[Begin Input for this task]
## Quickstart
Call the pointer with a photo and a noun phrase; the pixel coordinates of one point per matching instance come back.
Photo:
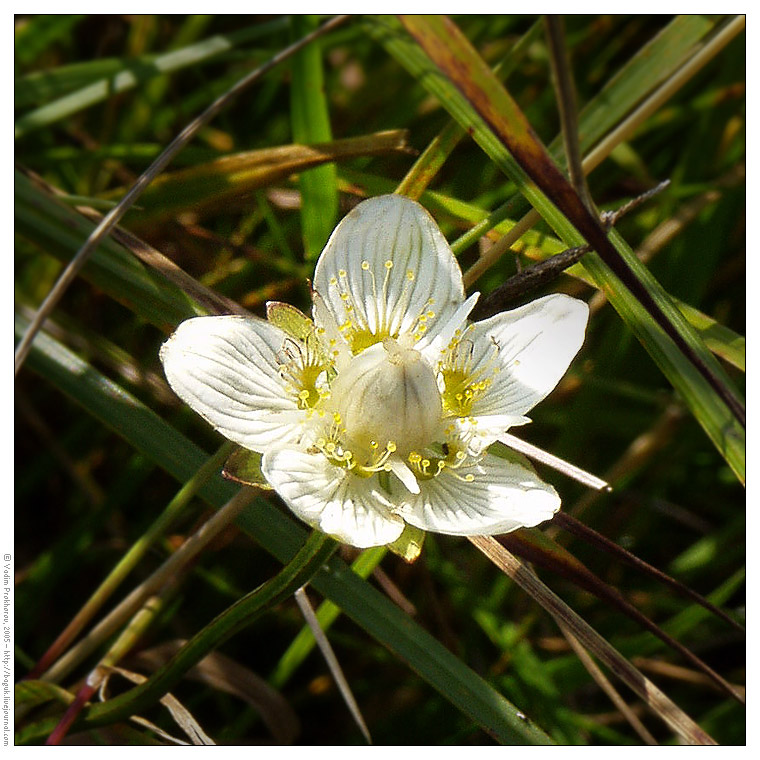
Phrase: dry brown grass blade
(227, 183)
(112, 218)
(577, 528)
(604, 684)
(182, 716)
(225, 674)
(662, 705)
(533, 546)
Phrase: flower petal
(504, 494)
(386, 268)
(331, 498)
(531, 347)
(227, 370)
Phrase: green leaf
(244, 466)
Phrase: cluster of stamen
(355, 327)
(461, 386)
(425, 468)
(331, 445)
(302, 364)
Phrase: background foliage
(101, 441)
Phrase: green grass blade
(276, 532)
(311, 124)
(130, 74)
(709, 409)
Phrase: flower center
(388, 395)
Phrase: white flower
(380, 411)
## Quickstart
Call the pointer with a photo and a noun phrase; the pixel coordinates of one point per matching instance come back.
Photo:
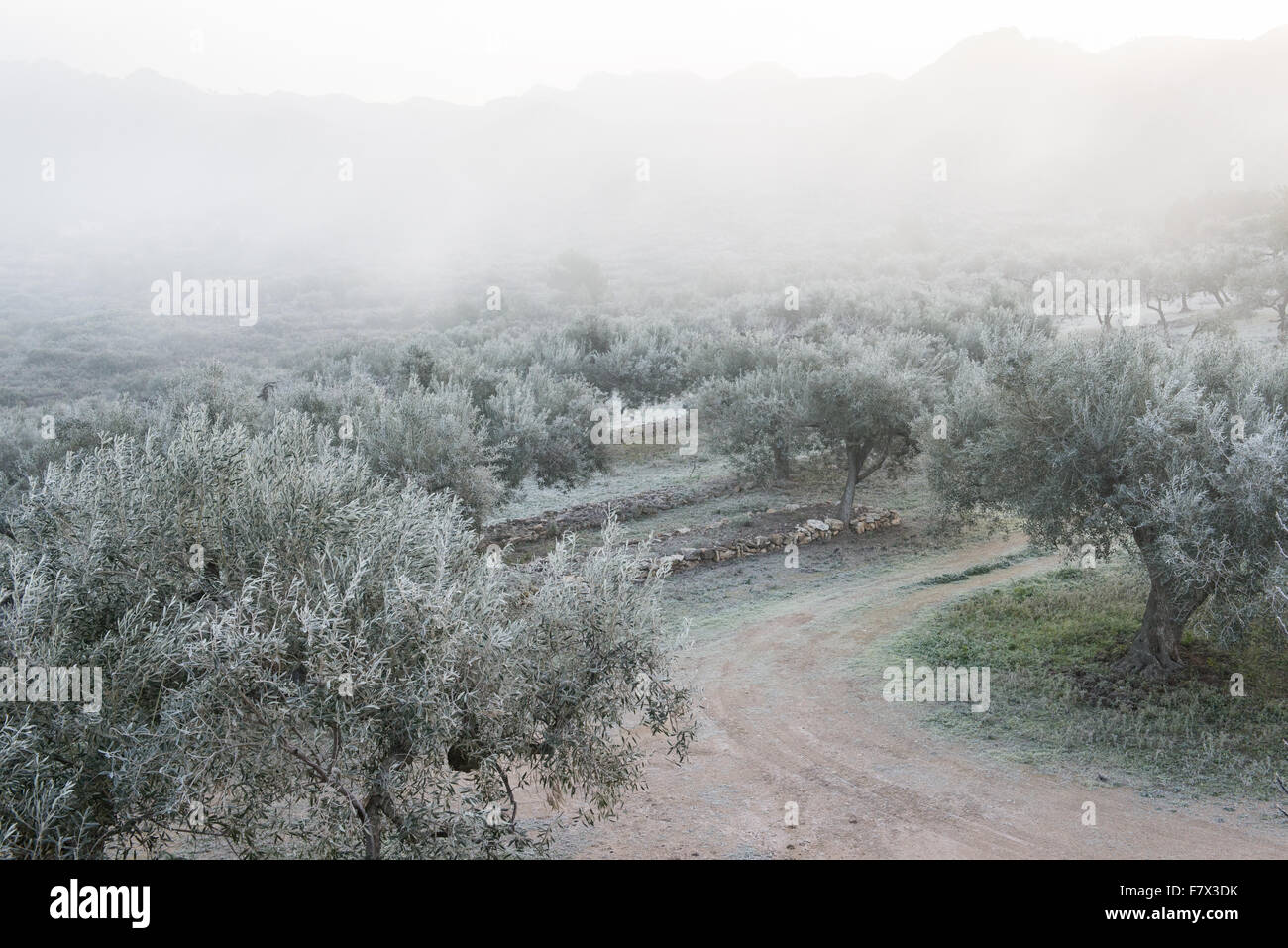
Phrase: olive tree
(303, 657)
(758, 419)
(1124, 440)
(864, 398)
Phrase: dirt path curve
(787, 715)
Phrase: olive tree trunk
(1155, 649)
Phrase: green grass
(1056, 699)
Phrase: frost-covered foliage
(300, 656)
(1181, 453)
(859, 397)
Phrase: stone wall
(804, 533)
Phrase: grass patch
(978, 570)
(1055, 699)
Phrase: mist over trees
(275, 537)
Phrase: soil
(789, 714)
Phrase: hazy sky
(473, 51)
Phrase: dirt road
(789, 715)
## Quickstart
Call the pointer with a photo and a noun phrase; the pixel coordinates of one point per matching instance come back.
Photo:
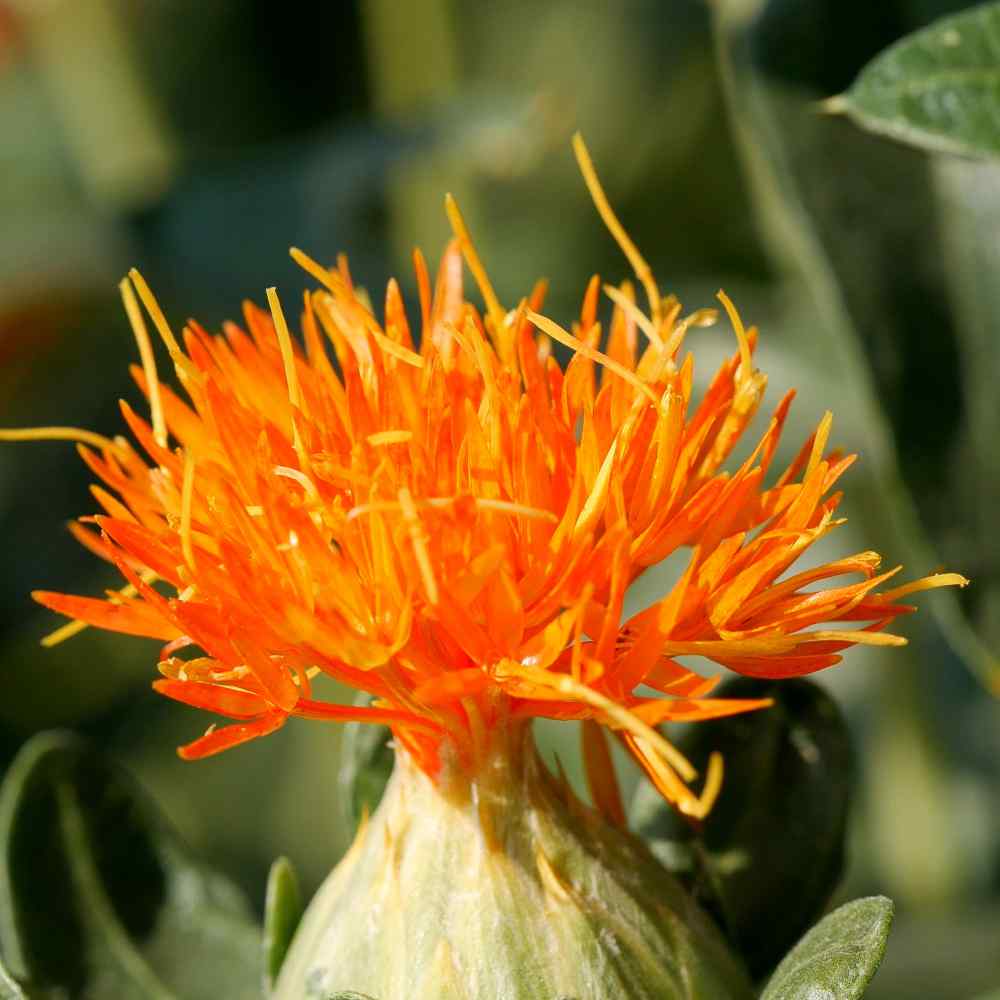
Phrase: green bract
(506, 887)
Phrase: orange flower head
(449, 520)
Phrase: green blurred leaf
(938, 88)
(98, 897)
(771, 851)
(282, 913)
(838, 957)
(365, 765)
(9, 989)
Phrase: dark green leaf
(771, 851)
(99, 898)
(9, 989)
(838, 957)
(365, 765)
(282, 912)
(938, 88)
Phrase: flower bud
(502, 886)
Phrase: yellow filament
(621, 717)
(300, 477)
(599, 492)
(820, 438)
(323, 275)
(76, 434)
(145, 346)
(397, 350)
(713, 784)
(741, 334)
(285, 345)
(73, 628)
(419, 544)
(556, 332)
(187, 497)
(493, 307)
(159, 320)
(63, 633)
(627, 306)
(521, 510)
(617, 230)
(926, 583)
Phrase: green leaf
(366, 761)
(9, 988)
(99, 898)
(838, 957)
(938, 88)
(282, 913)
(771, 851)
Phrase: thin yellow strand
(156, 314)
(285, 345)
(556, 332)
(494, 309)
(187, 499)
(617, 230)
(148, 359)
(74, 434)
(627, 306)
(322, 274)
(746, 363)
(419, 544)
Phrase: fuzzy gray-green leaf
(938, 88)
(282, 912)
(838, 957)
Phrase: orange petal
(213, 697)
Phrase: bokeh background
(198, 141)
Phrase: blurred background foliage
(198, 141)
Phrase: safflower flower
(449, 520)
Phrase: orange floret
(449, 520)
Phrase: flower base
(503, 887)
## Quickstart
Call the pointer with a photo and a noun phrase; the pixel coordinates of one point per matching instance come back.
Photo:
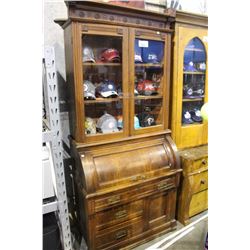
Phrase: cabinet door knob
(162, 185)
(120, 214)
(114, 199)
(121, 234)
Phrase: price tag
(143, 44)
(205, 39)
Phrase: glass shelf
(103, 100)
(139, 97)
(194, 73)
(148, 65)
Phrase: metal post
(51, 92)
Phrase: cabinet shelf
(103, 100)
(102, 64)
(194, 73)
(142, 97)
(148, 65)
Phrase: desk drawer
(119, 214)
(199, 181)
(115, 236)
(199, 203)
(134, 193)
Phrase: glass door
(148, 83)
(103, 86)
(194, 75)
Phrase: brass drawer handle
(204, 162)
(203, 181)
(121, 234)
(114, 199)
(162, 185)
(138, 177)
(121, 214)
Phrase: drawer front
(199, 182)
(137, 192)
(201, 163)
(118, 214)
(190, 166)
(199, 203)
(115, 236)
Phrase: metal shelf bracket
(54, 137)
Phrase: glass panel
(102, 71)
(194, 75)
(148, 81)
(191, 112)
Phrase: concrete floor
(195, 240)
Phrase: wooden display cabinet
(127, 166)
(190, 80)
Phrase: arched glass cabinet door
(194, 76)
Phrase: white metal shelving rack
(53, 137)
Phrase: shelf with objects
(190, 80)
(127, 168)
[End Input for this task]
Work to do:
Rewrite the items from the line containing "Phrase: safflower flower" through the end of the items, keeping the phrase lines and adding 139 to every number in the point coordinates. Leave the pictures out of your answer.

Correct result:
Phrase: safflower flower
(588, 659)
Phrase: orange floret
(588, 659)
Phrase: flower base
(642, 1026)
## Quickstart
Call the pointer with a photo and a noun phrase; the pixel coordinates of one point per matching instance come back.
Photo:
Phrase: cabinet door knob
(301, 324)
(259, 353)
(253, 338)
(260, 373)
Phrase: price tag
(282, 183)
(344, 178)
Phrase: glass shelf
(242, 239)
(278, 236)
(333, 212)
(287, 204)
Phrase: metal post
(190, 231)
Phrase: cabinet shelf
(242, 239)
(241, 203)
(333, 212)
(281, 236)
(287, 204)
Phrase: desk drawer
(258, 353)
(338, 320)
(254, 375)
(338, 342)
(273, 332)
Phrase: glass door
(287, 222)
(242, 225)
(333, 214)
Phrase: brass drawer handle
(343, 301)
(342, 320)
(260, 373)
(253, 338)
(301, 324)
(277, 316)
(260, 353)
Phrase: drawer front
(338, 321)
(276, 331)
(340, 302)
(257, 353)
(329, 305)
(338, 342)
(254, 375)
Phrase: metal shelf bracket
(193, 276)
Phrase: glass panel
(241, 210)
(333, 214)
(287, 220)
(330, 251)
Phrase: concrete floor
(334, 379)
Phrase: wooden display cabinet
(266, 305)
(329, 219)
Phrase: arched glass cabinet door
(333, 215)
Phrase: white metal shelving rack
(192, 276)
Phrase: shelf with objects
(329, 219)
(266, 307)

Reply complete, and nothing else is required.